One part of the entries below is wanted: the lines from the one containing "Target: black running shorts" through the one containing "leggings in the photo above.". Write those out exactly and nothing else.

Stored data entries:
--

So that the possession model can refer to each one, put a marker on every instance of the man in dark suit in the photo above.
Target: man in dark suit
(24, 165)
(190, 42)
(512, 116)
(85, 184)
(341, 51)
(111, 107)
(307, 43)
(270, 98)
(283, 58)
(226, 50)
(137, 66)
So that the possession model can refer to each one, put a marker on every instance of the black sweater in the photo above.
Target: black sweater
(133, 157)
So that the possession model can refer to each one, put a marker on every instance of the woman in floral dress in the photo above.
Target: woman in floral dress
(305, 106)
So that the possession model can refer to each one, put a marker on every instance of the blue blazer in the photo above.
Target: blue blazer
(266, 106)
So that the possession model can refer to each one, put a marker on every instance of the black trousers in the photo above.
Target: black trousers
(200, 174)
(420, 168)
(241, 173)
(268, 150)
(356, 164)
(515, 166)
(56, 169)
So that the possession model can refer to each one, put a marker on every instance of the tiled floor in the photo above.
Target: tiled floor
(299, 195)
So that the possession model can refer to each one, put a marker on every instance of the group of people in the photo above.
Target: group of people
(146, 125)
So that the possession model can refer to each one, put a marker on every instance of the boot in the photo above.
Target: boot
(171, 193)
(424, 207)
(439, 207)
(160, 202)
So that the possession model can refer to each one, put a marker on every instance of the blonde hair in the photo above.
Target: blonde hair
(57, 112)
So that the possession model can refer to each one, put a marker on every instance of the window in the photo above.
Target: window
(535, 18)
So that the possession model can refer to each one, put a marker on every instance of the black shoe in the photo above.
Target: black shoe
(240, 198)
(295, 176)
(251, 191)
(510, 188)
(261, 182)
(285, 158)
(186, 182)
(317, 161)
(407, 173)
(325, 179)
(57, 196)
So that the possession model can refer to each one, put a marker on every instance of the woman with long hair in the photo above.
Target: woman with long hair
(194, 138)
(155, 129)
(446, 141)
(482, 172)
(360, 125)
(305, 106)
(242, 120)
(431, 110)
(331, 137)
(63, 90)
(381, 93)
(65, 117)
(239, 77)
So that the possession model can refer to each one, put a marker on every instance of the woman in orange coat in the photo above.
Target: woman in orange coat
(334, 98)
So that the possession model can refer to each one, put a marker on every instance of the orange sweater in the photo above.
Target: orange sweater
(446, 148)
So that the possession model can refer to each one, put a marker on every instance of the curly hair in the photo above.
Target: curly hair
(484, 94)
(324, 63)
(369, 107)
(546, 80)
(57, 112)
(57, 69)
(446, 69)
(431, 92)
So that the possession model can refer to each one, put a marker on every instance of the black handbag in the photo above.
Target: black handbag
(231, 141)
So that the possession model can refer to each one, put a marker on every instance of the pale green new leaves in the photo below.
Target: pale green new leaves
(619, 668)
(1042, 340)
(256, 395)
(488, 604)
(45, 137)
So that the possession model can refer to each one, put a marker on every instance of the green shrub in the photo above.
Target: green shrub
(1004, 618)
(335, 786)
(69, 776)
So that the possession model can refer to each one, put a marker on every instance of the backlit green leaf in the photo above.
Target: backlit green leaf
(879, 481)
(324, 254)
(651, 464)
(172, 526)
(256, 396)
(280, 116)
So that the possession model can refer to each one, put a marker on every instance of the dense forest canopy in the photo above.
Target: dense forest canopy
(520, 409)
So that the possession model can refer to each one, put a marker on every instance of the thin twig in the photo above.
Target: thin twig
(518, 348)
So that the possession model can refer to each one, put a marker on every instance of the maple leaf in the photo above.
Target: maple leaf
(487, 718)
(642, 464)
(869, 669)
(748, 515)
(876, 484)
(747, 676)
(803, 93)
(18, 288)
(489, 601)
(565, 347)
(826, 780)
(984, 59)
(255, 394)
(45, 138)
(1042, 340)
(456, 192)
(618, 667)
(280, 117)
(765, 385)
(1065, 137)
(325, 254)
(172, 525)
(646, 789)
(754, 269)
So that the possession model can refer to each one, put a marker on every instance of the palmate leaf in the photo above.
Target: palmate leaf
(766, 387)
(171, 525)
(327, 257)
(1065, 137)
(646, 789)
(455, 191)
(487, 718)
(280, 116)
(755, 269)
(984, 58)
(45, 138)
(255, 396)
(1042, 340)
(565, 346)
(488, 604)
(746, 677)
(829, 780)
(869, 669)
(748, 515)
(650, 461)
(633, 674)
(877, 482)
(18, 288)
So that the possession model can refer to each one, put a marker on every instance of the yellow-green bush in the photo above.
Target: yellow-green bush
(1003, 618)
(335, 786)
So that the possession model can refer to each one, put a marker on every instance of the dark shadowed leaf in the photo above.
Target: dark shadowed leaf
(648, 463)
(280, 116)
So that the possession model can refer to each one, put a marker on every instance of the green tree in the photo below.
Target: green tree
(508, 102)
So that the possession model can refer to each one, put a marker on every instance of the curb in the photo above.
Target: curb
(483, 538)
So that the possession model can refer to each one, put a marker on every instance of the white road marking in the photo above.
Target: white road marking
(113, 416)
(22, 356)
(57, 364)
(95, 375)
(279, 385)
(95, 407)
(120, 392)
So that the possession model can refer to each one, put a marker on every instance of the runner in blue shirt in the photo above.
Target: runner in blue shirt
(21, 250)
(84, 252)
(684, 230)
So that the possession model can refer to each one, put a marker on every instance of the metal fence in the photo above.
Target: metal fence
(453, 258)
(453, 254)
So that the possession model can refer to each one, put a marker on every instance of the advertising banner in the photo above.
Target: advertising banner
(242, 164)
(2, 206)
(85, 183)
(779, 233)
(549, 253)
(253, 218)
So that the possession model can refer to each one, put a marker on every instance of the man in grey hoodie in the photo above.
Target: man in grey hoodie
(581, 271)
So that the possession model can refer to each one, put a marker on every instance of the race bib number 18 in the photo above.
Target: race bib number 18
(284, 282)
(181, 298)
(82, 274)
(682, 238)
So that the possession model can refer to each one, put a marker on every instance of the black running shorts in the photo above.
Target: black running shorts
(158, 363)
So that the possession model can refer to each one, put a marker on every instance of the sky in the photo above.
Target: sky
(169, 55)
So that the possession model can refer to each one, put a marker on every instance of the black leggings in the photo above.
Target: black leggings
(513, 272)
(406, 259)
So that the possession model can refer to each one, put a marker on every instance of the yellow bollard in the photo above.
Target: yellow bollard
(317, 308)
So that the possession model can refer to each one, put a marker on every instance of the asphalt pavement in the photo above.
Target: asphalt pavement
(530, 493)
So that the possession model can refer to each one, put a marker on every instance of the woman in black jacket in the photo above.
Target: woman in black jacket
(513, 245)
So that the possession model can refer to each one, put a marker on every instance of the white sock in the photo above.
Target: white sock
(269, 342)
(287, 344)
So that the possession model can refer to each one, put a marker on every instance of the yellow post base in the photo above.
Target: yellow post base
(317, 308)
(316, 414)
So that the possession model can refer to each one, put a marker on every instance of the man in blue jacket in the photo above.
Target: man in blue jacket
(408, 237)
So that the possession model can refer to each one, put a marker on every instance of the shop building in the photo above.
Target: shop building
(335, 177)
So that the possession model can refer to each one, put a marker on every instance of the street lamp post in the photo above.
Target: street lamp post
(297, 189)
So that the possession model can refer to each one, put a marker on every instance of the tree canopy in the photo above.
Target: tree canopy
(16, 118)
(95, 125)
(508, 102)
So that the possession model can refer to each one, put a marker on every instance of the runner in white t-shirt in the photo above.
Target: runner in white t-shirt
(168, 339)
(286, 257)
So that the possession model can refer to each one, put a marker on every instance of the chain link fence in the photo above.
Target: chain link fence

--

**RESULT FOR THIS EXERCISE**
Target: black running shorts
(158, 363)
So that the possession model can refer to each one, put a marker on every instance of the sky in the photo above.
Target: sky
(169, 55)
So that the possession model can refer to each one, put a marker on every instance of the black leggings in the photo above.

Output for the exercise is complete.